◆ PAGE EXCERPT:
================

# Mid Life Crisis in full effect....



## Alex1975 (Jan 29, 2015)

So I shall be 40 later in the year and I seem to be showing some quite clear signs of a mid life crisis. My shiny shiny Mizuno MP clubs finally arrived this morning and I placed an order for a new car.

As a 39 going on 40 year old I should have gone for the Mondeo Titanium X or the BMW 320... but no... I went for:




2015 Ford Focus ST-3

Im telling myself at least I went for the deep impact blue and not the tangerine.


----------



## Rooter (Jan 29, 2015)

Oh dear, you will be buying drum and bass cd's and a bass bin for the boot next! 

Will look out for you next time I am near Aylesbury McDonald's at 11pm!


----------



## Alex1975 (Jan 29, 2015)

Rooter said:



			Oh dear, you will be buying drum and bass cd's and a bass bin for the boot next! 

Will look out for you next time I am near Aylesbury McDonald's at 11pm! 

Click to expand...


LMAO, I have an ipod FULL of DnB... its all I really listen to. But thats not really a mid life thing, thats been for ever.

BTW Old chap, I live in Tring... We just met in Aylesbury...

================

◆ WORK REQUIRED:
Answer these questions about the forum thread:
1. What car did Alex1975 order?
2. Which color did he choose for it instead of tangerine?
3. In which town does Alex1975 say he lives?

◆ DATA EXCERPT:
================

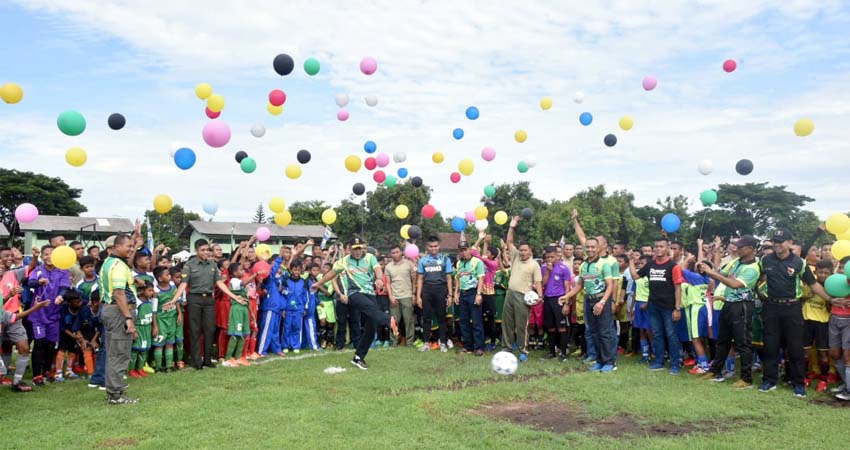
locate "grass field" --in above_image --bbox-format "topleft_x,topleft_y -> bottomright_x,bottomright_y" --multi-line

================

◆ EXPECTED OUTPUT:
1. A 2015 Ford Focus ST-3
2. Deep impact blue
3. Tring